▸ How to complete this task: Consider the listing below. Extract exactly the lines from the line containing "Indicate a point on each instance of the metal support" to the line containing "Indicate a point on each instance of the orange rim", both included.

▸ The records:

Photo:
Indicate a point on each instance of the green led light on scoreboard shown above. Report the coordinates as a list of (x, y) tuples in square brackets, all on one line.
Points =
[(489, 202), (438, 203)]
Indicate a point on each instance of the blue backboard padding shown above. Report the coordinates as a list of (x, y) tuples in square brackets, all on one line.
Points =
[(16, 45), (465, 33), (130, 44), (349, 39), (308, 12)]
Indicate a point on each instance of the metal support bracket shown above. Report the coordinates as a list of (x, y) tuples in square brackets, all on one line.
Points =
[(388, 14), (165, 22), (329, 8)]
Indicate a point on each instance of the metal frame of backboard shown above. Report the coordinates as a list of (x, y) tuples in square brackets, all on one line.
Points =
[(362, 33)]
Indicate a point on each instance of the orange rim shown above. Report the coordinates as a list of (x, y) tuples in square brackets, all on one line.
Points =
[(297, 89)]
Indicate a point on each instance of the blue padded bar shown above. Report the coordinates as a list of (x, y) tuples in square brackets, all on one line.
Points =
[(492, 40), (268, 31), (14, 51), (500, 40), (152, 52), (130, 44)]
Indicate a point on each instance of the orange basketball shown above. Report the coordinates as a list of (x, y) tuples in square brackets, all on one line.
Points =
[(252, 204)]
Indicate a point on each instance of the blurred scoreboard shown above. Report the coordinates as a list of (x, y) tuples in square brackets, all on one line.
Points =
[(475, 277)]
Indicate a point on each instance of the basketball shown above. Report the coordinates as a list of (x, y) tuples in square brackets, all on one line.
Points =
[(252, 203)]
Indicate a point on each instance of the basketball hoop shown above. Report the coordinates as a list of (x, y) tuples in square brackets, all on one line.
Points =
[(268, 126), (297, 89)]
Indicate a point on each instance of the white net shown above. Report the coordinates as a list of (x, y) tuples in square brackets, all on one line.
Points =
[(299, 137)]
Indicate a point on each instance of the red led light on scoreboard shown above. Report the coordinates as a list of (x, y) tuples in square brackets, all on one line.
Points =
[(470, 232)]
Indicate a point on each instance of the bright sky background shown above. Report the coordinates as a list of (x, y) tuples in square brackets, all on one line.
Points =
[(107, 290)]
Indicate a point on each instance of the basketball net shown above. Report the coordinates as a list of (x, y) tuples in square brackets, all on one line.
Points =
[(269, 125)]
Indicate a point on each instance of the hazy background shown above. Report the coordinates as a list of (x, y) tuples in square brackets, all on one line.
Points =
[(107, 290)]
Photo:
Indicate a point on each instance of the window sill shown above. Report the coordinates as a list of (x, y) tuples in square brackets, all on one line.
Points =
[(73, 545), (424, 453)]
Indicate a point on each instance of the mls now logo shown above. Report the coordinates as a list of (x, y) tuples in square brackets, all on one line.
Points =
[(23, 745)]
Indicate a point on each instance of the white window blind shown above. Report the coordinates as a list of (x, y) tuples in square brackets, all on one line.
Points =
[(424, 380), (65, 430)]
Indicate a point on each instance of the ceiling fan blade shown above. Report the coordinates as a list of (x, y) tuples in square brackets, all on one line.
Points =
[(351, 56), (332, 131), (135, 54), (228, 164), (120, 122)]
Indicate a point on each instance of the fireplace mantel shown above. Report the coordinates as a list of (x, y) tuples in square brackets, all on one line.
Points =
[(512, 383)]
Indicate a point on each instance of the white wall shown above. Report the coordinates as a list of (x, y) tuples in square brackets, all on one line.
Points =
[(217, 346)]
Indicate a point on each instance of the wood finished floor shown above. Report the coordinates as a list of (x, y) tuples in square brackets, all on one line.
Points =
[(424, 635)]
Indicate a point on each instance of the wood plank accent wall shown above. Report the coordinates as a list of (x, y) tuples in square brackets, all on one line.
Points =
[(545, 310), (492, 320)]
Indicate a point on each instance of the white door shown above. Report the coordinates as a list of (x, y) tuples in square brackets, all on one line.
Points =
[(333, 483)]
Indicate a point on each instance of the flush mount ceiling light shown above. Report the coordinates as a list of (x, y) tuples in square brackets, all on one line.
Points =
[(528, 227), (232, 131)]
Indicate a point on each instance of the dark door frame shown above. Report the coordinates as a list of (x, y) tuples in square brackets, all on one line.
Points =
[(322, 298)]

* * *

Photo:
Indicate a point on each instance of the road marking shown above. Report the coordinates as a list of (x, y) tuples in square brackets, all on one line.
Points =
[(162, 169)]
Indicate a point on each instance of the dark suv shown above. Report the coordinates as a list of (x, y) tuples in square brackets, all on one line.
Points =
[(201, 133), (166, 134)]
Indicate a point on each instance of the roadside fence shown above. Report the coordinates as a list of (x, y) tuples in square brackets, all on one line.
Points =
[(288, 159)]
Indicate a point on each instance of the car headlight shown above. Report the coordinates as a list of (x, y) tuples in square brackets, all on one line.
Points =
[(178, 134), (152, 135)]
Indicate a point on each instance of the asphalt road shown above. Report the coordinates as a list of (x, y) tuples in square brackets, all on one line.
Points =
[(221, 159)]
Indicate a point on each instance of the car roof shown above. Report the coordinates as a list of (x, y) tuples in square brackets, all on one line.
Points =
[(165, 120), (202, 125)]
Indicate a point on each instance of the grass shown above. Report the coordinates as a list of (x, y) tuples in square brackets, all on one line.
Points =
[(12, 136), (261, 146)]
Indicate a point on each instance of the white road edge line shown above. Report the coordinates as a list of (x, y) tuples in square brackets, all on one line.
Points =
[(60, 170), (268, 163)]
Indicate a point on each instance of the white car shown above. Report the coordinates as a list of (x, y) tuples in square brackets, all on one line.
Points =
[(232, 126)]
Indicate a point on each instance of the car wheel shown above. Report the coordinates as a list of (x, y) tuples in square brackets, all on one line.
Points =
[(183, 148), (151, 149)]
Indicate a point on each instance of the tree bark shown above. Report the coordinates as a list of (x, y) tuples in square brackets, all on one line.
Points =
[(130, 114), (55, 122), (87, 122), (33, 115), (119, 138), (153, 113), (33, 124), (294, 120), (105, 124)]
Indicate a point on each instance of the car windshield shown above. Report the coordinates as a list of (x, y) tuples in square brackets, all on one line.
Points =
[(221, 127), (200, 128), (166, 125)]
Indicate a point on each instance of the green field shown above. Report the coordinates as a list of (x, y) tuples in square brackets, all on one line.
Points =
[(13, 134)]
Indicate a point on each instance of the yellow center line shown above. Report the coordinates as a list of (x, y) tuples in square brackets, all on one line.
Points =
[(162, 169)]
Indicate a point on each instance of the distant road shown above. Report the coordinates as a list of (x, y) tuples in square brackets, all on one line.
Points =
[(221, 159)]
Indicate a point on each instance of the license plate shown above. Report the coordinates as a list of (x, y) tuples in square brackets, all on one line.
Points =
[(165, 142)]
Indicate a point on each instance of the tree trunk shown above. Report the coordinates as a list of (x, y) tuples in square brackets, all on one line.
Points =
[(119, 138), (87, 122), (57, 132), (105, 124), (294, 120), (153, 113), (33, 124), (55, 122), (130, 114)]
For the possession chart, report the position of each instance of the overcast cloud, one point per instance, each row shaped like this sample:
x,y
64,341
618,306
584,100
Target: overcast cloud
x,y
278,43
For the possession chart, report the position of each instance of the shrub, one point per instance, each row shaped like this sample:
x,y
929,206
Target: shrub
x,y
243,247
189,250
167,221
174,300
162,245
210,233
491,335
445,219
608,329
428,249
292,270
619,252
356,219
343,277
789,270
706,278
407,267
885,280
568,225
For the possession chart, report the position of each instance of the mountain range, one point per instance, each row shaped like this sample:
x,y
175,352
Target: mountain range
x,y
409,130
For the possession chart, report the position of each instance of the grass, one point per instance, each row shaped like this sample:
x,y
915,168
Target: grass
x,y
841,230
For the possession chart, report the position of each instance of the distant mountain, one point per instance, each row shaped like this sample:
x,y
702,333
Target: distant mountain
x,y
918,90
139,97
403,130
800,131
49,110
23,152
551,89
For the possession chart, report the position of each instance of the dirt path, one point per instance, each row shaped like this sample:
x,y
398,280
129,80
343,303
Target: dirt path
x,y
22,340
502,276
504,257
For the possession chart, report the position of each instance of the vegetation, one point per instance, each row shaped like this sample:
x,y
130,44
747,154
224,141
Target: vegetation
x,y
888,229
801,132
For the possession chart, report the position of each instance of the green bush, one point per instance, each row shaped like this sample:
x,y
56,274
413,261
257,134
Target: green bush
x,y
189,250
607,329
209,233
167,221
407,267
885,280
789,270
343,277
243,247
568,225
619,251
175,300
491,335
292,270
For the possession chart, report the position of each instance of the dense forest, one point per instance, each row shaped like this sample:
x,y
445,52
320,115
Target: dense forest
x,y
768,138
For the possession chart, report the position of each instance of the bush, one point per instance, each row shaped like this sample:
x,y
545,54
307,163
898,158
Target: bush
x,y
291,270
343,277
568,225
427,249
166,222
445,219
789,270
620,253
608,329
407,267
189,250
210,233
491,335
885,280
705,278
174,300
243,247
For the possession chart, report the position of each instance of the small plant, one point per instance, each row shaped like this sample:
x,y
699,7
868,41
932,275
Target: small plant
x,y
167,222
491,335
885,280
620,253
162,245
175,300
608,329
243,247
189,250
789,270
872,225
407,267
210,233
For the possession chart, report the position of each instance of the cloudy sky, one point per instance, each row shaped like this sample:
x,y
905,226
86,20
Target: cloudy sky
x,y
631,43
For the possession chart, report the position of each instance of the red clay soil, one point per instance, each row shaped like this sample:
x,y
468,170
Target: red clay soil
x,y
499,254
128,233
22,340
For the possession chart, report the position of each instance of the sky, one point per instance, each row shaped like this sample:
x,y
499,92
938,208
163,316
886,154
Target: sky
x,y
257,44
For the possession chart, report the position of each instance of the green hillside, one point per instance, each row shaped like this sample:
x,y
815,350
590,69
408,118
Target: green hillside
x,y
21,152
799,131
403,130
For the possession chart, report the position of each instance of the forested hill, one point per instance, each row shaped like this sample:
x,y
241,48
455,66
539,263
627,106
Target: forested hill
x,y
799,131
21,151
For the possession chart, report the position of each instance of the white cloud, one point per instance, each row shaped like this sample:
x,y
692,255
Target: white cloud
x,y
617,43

▸ Answer to the exercise:
Indicate a point on each instance of the metal support bracket shown above. Report the coordinates as a list of (x, y) tuples in square brackets, all on one line.
Points =
[(388, 14), (165, 22), (329, 8)]
Indicate a point on each instance of the metal frame of backboard shown above. Report the coordinates as a list of (x, y) tuples in square brackets, all on one line.
Points =
[(362, 33)]
Indicate a point on each instance of the orange rim shown above. Report the coordinates as a list of (x, y) tuples in square brackets, all on one line.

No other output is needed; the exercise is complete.